**DIRECTIONS FOR THIS TASK**
Give the number of lines in the records below that contain the word "black". State only that number.

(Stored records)
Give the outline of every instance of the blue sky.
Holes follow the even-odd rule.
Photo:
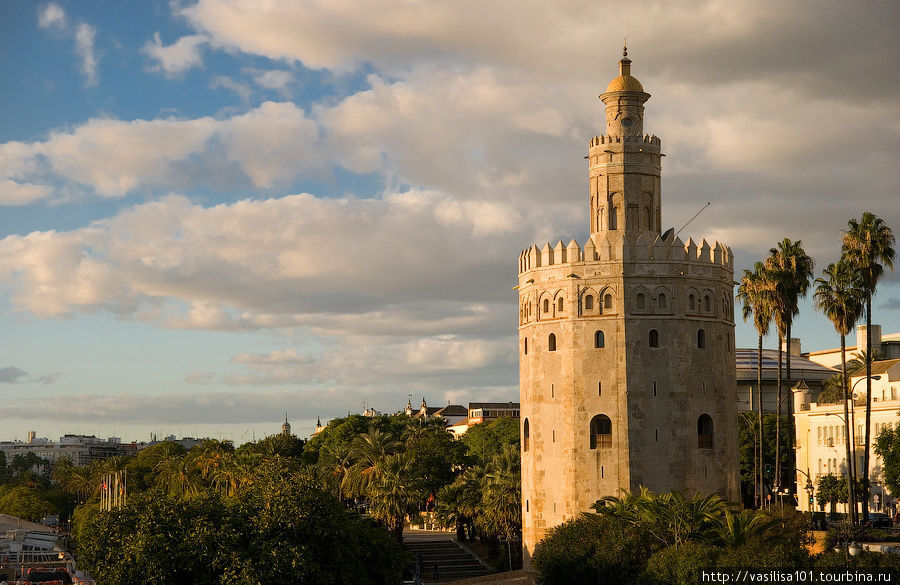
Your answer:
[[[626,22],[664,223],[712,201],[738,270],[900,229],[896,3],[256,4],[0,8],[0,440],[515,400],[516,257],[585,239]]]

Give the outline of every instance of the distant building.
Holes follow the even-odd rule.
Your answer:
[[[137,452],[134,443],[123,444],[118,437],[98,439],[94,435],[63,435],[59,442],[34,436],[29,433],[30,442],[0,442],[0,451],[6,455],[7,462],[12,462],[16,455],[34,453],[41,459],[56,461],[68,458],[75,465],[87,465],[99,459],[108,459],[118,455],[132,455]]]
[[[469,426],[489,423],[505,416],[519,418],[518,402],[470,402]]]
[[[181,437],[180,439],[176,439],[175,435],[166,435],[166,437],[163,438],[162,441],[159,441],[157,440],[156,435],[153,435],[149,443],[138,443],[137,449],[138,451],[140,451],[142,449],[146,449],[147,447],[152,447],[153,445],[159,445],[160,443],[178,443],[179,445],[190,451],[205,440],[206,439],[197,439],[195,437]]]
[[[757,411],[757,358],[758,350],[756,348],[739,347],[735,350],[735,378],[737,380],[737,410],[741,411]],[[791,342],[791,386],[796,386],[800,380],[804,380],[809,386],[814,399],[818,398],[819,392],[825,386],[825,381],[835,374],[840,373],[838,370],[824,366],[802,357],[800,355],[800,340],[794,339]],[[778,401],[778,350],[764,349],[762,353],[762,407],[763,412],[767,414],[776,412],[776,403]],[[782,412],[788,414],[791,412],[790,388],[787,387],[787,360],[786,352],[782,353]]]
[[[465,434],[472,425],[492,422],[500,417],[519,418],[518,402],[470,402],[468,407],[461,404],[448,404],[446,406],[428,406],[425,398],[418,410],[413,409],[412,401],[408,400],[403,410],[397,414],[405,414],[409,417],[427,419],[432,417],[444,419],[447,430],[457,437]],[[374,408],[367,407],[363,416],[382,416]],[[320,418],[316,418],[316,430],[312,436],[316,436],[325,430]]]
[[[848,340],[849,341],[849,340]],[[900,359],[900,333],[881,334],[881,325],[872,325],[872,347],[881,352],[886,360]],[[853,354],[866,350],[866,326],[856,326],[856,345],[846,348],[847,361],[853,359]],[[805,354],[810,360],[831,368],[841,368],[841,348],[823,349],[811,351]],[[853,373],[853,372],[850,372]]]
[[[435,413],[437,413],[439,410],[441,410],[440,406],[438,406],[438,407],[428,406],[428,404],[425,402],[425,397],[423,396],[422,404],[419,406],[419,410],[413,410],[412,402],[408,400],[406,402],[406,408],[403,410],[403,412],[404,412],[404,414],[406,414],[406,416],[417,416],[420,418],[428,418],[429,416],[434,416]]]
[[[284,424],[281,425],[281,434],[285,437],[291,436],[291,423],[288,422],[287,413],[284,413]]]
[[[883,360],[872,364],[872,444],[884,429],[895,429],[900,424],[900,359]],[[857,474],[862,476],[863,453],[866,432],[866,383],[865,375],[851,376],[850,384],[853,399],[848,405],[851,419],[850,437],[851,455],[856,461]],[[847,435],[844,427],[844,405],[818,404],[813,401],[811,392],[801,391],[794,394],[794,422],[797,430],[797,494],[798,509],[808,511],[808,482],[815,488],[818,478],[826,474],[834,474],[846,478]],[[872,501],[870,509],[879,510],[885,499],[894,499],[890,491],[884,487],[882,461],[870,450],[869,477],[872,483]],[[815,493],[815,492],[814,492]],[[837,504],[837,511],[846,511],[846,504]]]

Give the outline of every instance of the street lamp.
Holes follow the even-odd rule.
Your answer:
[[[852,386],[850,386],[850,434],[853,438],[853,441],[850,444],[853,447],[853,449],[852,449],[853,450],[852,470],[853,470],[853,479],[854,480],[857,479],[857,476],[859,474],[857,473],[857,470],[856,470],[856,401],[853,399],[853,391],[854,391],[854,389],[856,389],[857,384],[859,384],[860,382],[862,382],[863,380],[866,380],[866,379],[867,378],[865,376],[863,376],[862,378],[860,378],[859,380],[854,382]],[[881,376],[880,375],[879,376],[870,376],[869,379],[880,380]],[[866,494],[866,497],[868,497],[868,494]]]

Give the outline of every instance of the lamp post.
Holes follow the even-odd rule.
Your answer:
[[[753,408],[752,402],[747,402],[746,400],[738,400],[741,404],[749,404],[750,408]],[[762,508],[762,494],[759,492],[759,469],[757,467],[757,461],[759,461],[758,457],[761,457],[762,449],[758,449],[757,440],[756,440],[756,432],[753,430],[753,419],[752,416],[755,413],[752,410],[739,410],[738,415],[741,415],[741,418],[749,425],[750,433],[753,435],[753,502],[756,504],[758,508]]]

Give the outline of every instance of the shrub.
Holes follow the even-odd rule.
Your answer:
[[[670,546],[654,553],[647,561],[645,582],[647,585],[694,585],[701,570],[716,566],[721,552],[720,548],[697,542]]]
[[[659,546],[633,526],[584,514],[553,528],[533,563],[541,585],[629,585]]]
* * *
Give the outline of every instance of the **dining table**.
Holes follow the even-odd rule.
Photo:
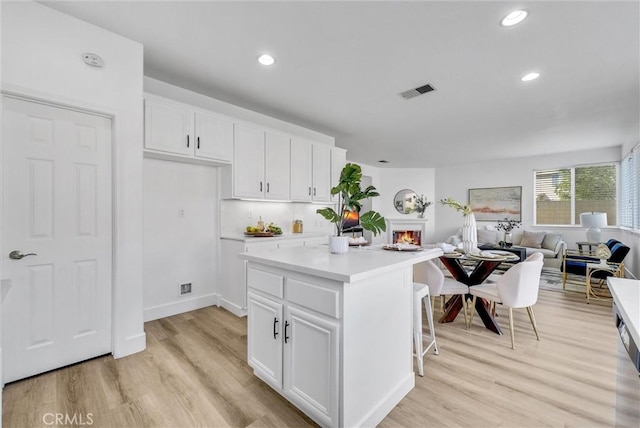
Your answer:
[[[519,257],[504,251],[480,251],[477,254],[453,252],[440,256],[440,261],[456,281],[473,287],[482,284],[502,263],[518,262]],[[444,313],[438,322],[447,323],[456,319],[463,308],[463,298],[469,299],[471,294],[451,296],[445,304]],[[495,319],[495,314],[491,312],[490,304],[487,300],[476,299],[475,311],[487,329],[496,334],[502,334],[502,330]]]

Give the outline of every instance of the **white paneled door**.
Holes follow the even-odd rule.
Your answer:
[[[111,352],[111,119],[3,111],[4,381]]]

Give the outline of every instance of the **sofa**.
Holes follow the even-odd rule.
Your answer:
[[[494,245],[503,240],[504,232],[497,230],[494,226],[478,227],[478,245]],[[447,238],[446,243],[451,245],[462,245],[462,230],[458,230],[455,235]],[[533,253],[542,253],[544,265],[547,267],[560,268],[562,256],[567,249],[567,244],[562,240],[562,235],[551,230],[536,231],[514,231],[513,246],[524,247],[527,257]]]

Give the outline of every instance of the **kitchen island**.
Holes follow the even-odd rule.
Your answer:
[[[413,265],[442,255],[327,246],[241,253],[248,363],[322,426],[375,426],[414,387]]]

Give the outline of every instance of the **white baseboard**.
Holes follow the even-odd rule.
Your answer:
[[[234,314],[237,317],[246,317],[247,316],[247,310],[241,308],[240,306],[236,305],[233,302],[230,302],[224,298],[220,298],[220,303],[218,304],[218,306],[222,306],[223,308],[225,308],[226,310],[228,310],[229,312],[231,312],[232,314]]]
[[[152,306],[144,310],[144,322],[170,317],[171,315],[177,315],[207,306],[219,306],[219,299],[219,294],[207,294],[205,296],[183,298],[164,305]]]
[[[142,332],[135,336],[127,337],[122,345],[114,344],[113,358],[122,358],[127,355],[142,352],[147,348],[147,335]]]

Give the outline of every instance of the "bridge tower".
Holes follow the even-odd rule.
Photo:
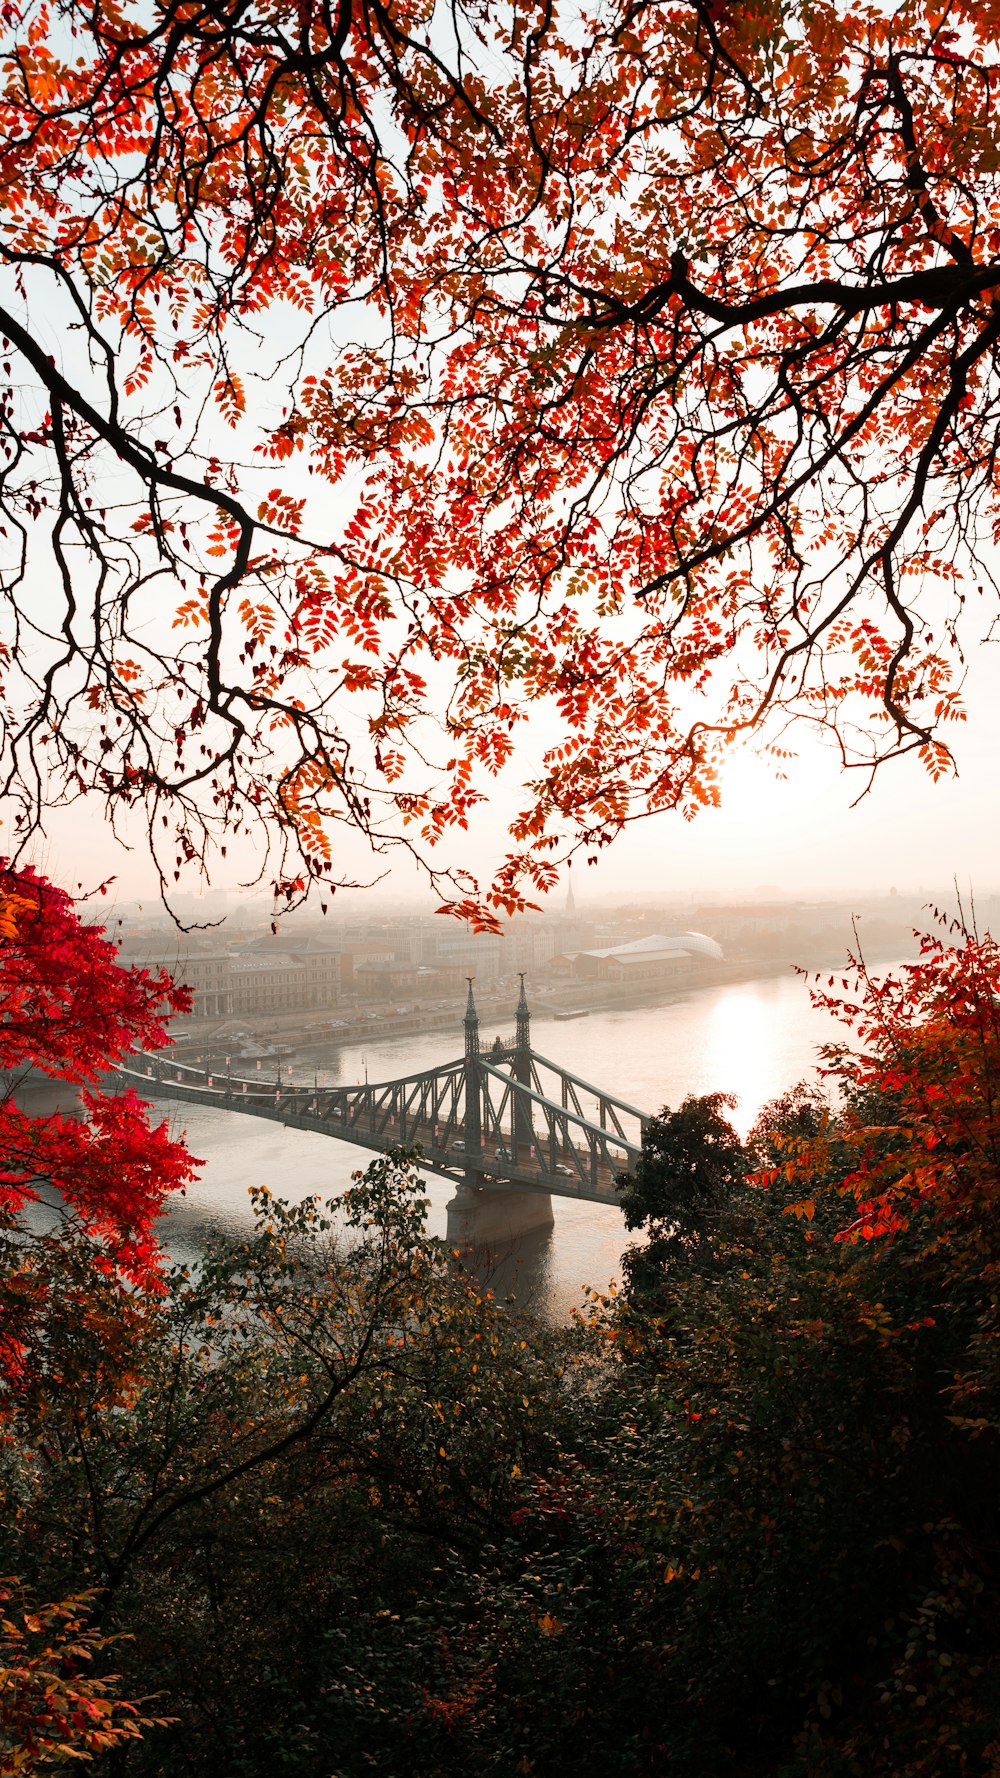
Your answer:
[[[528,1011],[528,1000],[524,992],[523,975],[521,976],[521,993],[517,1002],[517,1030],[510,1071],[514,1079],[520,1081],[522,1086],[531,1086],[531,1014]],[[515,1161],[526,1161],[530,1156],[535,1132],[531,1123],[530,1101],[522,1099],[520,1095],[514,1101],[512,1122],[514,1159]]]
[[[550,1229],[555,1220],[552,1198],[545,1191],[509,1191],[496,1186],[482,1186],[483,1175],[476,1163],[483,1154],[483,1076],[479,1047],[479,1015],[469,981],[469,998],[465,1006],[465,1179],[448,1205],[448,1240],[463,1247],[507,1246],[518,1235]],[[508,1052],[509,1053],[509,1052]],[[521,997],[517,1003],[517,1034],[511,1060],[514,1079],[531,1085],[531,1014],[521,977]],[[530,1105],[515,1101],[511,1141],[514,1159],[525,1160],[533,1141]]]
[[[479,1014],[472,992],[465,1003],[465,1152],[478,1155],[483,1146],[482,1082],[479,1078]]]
--
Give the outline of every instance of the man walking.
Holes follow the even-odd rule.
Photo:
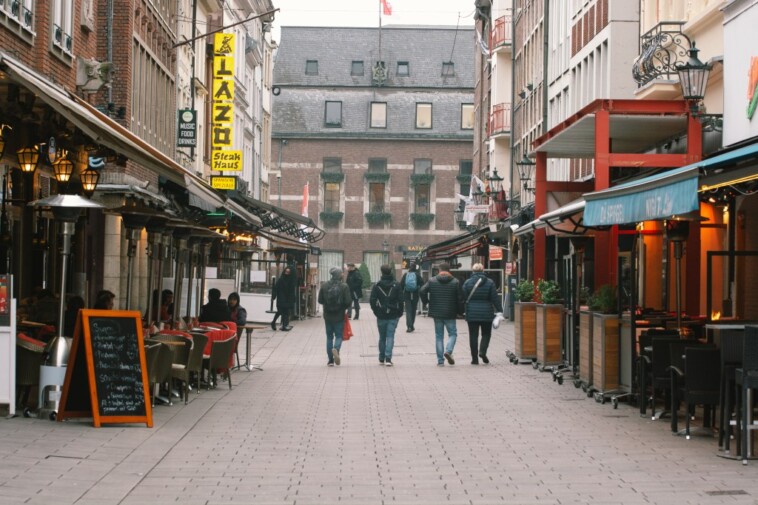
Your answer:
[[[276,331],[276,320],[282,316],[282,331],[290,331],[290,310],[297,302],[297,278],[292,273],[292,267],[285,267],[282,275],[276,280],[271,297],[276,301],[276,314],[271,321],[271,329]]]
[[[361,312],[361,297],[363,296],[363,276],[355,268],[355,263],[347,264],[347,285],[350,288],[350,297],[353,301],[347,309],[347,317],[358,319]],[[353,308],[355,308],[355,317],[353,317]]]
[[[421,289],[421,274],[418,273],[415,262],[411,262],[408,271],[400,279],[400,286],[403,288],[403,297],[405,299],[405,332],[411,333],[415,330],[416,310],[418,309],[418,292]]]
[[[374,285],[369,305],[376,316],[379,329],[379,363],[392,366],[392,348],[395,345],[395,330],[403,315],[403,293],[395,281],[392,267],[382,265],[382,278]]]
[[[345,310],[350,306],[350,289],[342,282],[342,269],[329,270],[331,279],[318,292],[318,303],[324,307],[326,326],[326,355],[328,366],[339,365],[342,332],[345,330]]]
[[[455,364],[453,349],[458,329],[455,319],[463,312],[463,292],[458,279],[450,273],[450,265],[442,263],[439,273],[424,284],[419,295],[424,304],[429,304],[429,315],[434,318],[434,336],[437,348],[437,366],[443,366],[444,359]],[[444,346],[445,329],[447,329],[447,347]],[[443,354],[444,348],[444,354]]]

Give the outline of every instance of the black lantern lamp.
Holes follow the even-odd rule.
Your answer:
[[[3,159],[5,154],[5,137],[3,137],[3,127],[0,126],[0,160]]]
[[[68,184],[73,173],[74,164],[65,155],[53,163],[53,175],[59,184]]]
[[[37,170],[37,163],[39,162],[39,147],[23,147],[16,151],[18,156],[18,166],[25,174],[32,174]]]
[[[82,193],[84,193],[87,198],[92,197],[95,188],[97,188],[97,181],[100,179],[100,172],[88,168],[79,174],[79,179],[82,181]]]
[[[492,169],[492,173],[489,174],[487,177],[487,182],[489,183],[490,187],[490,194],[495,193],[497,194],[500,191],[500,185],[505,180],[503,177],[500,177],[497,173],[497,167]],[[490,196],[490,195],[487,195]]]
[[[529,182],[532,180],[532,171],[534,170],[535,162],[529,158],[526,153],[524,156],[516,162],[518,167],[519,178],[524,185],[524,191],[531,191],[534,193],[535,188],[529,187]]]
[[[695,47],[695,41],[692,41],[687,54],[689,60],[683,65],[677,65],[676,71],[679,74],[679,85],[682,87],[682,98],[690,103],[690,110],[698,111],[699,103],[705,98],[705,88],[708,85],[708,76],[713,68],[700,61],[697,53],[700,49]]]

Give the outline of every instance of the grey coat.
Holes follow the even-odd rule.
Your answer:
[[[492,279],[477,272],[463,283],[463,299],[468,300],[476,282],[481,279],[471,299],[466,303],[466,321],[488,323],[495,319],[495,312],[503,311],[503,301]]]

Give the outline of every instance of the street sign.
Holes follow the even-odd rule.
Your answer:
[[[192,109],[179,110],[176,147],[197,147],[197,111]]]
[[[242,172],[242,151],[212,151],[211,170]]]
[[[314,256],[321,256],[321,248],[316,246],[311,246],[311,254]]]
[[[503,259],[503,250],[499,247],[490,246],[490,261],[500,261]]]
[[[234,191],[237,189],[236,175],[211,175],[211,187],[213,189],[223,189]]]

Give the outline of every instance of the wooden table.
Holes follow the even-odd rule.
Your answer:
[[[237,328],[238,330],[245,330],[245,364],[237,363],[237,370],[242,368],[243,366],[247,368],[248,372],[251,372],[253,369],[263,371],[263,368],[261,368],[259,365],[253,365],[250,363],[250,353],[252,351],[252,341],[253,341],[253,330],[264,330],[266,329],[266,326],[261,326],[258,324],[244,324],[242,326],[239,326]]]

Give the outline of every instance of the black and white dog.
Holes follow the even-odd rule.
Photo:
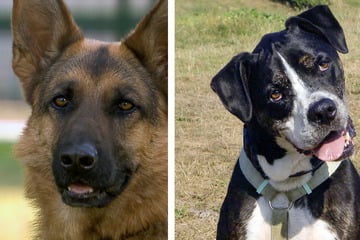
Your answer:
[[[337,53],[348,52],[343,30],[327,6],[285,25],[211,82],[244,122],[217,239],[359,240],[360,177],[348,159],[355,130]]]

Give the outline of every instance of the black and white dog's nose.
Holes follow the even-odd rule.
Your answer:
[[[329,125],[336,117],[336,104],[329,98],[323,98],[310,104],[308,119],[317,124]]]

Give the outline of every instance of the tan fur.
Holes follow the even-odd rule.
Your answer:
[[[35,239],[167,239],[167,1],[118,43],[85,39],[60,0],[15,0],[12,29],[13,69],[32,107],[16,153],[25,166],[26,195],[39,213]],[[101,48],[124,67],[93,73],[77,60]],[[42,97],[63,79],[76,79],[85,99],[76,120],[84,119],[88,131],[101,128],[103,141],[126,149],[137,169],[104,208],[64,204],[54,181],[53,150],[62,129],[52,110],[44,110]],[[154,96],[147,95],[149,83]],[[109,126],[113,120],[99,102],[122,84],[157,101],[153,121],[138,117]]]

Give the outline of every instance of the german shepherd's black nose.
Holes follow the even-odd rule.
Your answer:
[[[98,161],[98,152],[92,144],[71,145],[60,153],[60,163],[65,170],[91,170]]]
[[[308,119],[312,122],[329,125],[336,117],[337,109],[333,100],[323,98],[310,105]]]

**TASK SOLUTION**
4